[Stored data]
**********

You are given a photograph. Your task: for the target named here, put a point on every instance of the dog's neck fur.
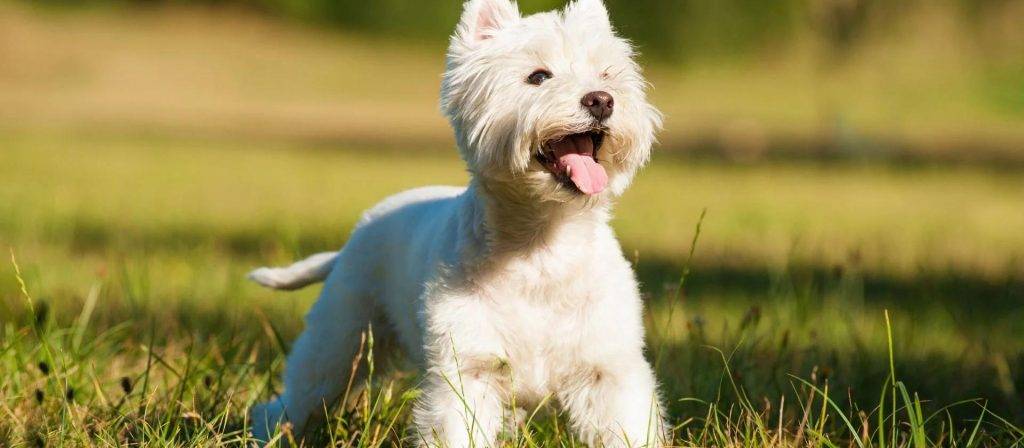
(512, 223)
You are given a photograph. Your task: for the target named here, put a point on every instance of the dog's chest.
(543, 313)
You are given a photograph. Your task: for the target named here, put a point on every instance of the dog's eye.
(539, 77)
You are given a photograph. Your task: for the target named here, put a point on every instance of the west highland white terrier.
(515, 285)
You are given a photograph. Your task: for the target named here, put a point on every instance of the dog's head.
(552, 104)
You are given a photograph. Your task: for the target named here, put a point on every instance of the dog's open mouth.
(572, 159)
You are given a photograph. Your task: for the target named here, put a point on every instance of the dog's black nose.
(599, 103)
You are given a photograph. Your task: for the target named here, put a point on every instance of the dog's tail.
(311, 270)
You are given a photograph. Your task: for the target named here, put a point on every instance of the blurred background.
(852, 155)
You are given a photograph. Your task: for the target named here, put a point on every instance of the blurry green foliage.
(672, 30)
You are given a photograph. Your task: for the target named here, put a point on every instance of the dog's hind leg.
(298, 274)
(320, 364)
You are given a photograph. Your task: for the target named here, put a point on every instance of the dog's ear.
(482, 18)
(591, 12)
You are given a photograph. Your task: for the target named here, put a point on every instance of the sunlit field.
(799, 302)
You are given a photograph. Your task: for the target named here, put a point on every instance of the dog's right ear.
(482, 18)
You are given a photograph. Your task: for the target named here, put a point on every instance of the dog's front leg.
(615, 406)
(461, 407)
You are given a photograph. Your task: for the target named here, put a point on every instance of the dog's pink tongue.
(576, 154)
(585, 172)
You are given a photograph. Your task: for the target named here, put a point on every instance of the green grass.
(133, 251)
(148, 159)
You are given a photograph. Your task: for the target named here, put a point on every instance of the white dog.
(514, 286)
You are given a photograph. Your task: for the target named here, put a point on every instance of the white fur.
(513, 289)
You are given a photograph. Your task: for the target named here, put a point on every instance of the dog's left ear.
(482, 18)
(591, 12)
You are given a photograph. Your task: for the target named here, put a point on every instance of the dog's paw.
(265, 418)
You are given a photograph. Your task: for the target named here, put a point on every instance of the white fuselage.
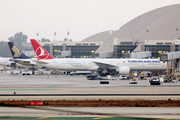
(76, 64)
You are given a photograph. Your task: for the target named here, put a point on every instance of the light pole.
(67, 35)
(147, 30)
(177, 29)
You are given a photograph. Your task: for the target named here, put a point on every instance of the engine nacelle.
(123, 70)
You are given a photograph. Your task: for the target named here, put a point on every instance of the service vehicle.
(122, 77)
(132, 82)
(154, 81)
(80, 73)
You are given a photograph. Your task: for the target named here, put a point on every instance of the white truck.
(80, 73)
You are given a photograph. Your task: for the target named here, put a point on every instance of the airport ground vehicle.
(114, 66)
(25, 73)
(80, 73)
(122, 77)
(132, 82)
(154, 81)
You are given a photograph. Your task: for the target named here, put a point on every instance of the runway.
(62, 87)
(90, 112)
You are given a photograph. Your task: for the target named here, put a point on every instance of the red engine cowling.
(123, 70)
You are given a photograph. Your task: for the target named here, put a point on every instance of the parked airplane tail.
(41, 53)
(16, 52)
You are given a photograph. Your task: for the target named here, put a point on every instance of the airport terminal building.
(151, 35)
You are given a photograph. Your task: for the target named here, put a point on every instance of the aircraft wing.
(39, 62)
(104, 65)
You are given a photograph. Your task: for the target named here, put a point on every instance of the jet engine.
(123, 70)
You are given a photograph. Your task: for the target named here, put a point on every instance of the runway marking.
(101, 117)
(44, 117)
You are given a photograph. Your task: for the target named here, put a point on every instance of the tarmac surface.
(64, 84)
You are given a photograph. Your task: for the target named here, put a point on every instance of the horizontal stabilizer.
(39, 62)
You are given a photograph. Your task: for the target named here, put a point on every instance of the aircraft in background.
(7, 63)
(19, 57)
(121, 66)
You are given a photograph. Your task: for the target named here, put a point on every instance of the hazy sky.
(82, 18)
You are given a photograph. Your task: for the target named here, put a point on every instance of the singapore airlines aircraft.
(19, 57)
(121, 66)
(6, 62)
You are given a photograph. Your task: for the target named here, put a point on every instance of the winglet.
(41, 53)
(16, 52)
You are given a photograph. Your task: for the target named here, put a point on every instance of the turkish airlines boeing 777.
(121, 66)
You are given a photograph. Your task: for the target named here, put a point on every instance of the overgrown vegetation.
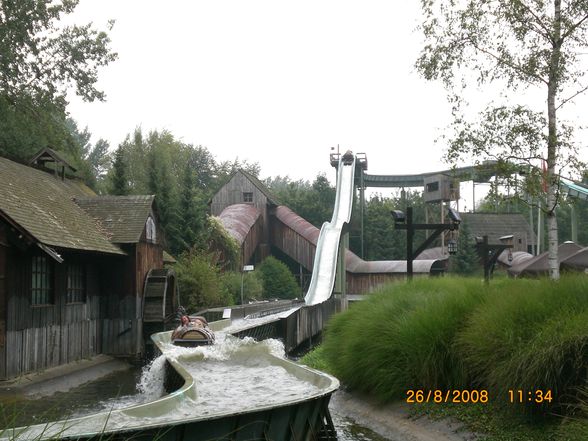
(199, 281)
(459, 334)
(278, 281)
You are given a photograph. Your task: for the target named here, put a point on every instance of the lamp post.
(246, 268)
(402, 222)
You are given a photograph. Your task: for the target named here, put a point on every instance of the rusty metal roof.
(577, 261)
(238, 219)
(298, 224)
(122, 217)
(43, 205)
(353, 263)
(539, 264)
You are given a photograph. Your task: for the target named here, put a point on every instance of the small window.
(247, 197)
(150, 230)
(432, 186)
(41, 281)
(76, 283)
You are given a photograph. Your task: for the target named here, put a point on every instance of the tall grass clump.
(530, 335)
(403, 337)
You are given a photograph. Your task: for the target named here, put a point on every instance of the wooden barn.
(244, 188)
(72, 268)
(284, 230)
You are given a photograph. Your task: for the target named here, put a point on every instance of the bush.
(252, 286)
(531, 334)
(278, 281)
(458, 333)
(199, 282)
(400, 338)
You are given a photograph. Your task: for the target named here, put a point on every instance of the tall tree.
(120, 180)
(519, 44)
(40, 60)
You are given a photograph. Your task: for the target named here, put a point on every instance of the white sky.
(273, 82)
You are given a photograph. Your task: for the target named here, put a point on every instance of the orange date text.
(446, 396)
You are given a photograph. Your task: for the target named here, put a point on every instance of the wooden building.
(244, 188)
(244, 199)
(72, 267)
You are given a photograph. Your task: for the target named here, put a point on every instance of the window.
(76, 283)
(432, 186)
(41, 281)
(150, 230)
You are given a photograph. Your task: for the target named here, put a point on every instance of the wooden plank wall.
(292, 243)
(3, 263)
(363, 283)
(232, 193)
(306, 323)
(148, 256)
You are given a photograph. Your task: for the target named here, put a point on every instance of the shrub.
(401, 338)
(529, 335)
(278, 281)
(199, 282)
(452, 333)
(252, 286)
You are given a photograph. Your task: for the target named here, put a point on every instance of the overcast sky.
(273, 82)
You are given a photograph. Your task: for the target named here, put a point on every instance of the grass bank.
(525, 342)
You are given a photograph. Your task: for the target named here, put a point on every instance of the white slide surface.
(327, 248)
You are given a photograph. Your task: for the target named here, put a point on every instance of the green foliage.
(466, 261)
(183, 178)
(511, 45)
(312, 201)
(382, 240)
(400, 338)
(120, 181)
(41, 60)
(278, 281)
(316, 359)
(200, 282)
(531, 334)
(219, 241)
(455, 332)
(252, 286)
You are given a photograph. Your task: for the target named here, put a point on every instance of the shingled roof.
(122, 217)
(43, 205)
(497, 225)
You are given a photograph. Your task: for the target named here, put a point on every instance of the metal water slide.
(325, 260)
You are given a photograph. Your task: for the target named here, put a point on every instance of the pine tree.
(120, 182)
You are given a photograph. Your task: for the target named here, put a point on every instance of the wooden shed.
(67, 290)
(244, 188)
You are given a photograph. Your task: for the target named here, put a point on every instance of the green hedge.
(458, 333)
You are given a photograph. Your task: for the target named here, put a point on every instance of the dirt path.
(393, 421)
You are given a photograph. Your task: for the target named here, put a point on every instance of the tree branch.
(546, 34)
(500, 60)
(579, 92)
(573, 28)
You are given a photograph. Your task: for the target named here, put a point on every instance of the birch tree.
(516, 46)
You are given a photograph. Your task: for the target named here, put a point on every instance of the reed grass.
(401, 338)
(530, 335)
(451, 332)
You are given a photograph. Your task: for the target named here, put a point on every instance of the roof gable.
(122, 217)
(43, 206)
(497, 225)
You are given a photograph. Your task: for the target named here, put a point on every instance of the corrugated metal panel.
(238, 220)
(42, 205)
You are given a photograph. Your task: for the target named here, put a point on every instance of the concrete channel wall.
(300, 418)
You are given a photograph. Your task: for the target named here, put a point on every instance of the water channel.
(230, 375)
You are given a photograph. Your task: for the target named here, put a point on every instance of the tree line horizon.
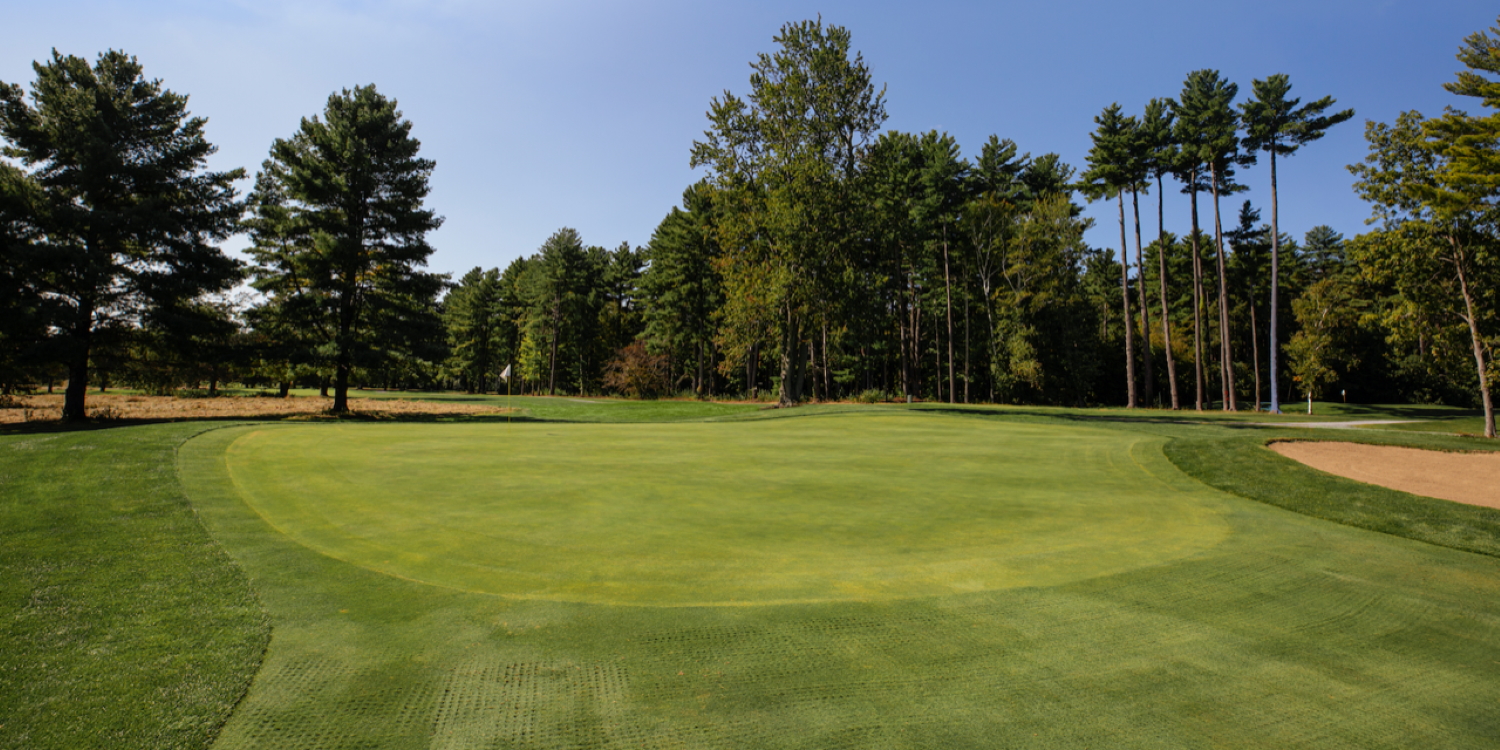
(819, 258)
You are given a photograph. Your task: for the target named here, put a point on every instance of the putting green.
(833, 509)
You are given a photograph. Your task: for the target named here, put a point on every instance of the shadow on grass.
(53, 426)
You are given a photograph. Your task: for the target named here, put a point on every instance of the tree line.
(821, 257)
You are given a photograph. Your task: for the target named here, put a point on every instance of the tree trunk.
(968, 360)
(792, 362)
(1226, 348)
(552, 357)
(1166, 317)
(1475, 339)
(1130, 335)
(1148, 386)
(1197, 299)
(77, 393)
(1254, 347)
(750, 366)
(1275, 285)
(947, 291)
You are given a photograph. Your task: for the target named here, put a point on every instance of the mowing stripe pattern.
(1283, 632)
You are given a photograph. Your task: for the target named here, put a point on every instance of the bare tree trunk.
(1275, 285)
(1197, 299)
(1166, 317)
(947, 291)
(1254, 347)
(750, 375)
(1226, 348)
(792, 363)
(968, 338)
(77, 393)
(828, 384)
(1475, 338)
(1148, 380)
(1130, 335)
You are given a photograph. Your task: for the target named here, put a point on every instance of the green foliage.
(783, 159)
(683, 290)
(116, 218)
(339, 240)
(126, 624)
(471, 314)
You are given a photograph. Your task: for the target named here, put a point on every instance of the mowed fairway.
(879, 579)
(800, 510)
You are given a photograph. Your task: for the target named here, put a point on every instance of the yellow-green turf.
(900, 581)
(831, 509)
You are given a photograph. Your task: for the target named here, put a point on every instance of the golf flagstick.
(504, 375)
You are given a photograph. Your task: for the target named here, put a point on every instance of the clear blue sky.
(581, 114)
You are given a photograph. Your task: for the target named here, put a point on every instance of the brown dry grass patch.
(171, 408)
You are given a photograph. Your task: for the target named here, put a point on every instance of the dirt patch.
(125, 407)
(1461, 477)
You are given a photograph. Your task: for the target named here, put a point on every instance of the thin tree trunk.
(77, 393)
(1254, 347)
(750, 366)
(1166, 317)
(1275, 284)
(1145, 309)
(828, 384)
(1130, 336)
(947, 291)
(552, 350)
(791, 360)
(344, 365)
(989, 320)
(1197, 299)
(1475, 339)
(968, 338)
(1226, 348)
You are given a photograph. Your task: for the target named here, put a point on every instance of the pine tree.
(1110, 173)
(1278, 126)
(1160, 155)
(117, 204)
(354, 186)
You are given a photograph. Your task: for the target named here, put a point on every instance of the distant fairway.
(872, 579)
(828, 509)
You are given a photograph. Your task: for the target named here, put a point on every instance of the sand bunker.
(1461, 477)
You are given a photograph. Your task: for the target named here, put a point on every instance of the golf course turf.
(828, 578)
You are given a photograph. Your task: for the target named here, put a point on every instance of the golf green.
(807, 510)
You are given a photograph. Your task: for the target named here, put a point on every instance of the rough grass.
(126, 407)
(1244, 467)
(125, 626)
(122, 623)
(1289, 632)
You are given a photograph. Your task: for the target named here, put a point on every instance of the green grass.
(1244, 467)
(828, 576)
(122, 623)
(819, 509)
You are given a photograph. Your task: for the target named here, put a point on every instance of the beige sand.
(122, 407)
(1461, 477)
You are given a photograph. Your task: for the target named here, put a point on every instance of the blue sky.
(582, 113)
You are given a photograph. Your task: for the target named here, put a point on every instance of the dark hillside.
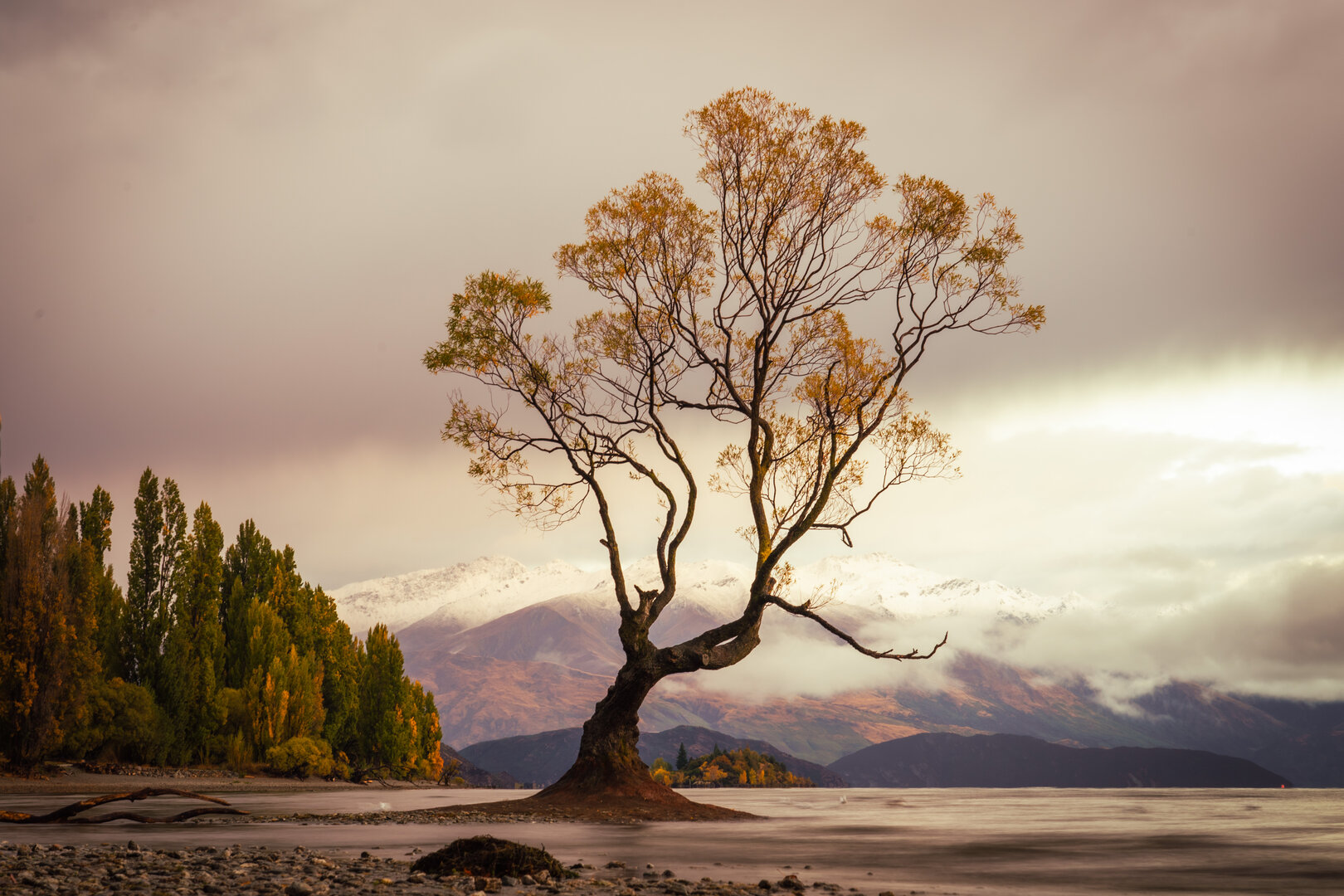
(1014, 761)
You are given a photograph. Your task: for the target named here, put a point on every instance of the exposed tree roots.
(67, 815)
(624, 796)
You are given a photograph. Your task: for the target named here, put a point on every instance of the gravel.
(27, 869)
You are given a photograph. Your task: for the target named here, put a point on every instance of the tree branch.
(802, 610)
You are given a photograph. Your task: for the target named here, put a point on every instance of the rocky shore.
(28, 869)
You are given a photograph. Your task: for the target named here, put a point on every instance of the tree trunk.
(609, 766)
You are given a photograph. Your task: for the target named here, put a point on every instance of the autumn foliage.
(210, 655)
(774, 314)
(743, 767)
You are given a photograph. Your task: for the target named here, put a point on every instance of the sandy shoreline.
(32, 869)
(82, 783)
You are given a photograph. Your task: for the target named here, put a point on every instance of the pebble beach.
(106, 869)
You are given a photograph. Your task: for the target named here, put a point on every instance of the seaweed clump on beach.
(492, 857)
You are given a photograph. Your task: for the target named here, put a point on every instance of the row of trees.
(210, 655)
(743, 767)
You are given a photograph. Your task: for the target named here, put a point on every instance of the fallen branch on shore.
(67, 815)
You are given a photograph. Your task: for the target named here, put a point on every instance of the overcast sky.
(229, 231)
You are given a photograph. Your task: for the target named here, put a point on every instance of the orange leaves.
(485, 323)
(647, 245)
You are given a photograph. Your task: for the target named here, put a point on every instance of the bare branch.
(802, 610)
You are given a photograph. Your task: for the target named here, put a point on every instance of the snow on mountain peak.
(470, 594)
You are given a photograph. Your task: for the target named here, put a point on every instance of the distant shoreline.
(77, 782)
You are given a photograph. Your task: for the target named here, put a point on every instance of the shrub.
(300, 758)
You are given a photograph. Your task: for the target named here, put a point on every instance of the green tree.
(249, 570)
(728, 323)
(119, 722)
(156, 548)
(110, 605)
(339, 655)
(387, 738)
(194, 655)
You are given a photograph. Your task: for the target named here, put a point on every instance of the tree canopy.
(782, 317)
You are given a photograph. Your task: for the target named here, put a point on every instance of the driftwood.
(67, 815)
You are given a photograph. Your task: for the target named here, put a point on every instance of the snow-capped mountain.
(864, 587)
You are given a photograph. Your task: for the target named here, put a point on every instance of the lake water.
(986, 843)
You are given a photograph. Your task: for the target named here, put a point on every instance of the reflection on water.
(937, 841)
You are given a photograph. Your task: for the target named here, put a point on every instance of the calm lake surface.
(986, 843)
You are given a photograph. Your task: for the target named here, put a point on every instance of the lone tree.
(726, 321)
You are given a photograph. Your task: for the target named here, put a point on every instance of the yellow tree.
(734, 320)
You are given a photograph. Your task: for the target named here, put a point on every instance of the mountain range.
(513, 650)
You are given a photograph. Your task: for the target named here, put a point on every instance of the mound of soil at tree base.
(491, 857)
(611, 807)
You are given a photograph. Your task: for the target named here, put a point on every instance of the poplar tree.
(194, 655)
(386, 739)
(46, 622)
(249, 572)
(110, 605)
(156, 550)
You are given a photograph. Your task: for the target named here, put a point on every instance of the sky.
(229, 232)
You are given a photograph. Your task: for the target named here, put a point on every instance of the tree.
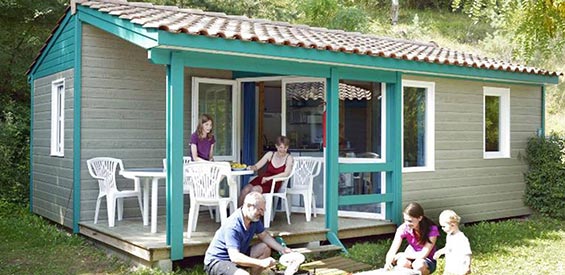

**********

## TASK TO CARRY OUT
Locate every line in the listing above that contains the word "trunk", and copy each of those lines.

## RESULT
You are given a photograph. Your task: for the target named here, put a point on every instance of the tree trunk.
You are given a photograph. Your task: for the target named here, put a point on every instance of the bare tree trunk.
You are given a photograph. Your task: for the target named here, put a point on every instance of the thin tree trunk.
You are given a photograph. Your task: for the target named here, put a point on every instance of the tree trunk.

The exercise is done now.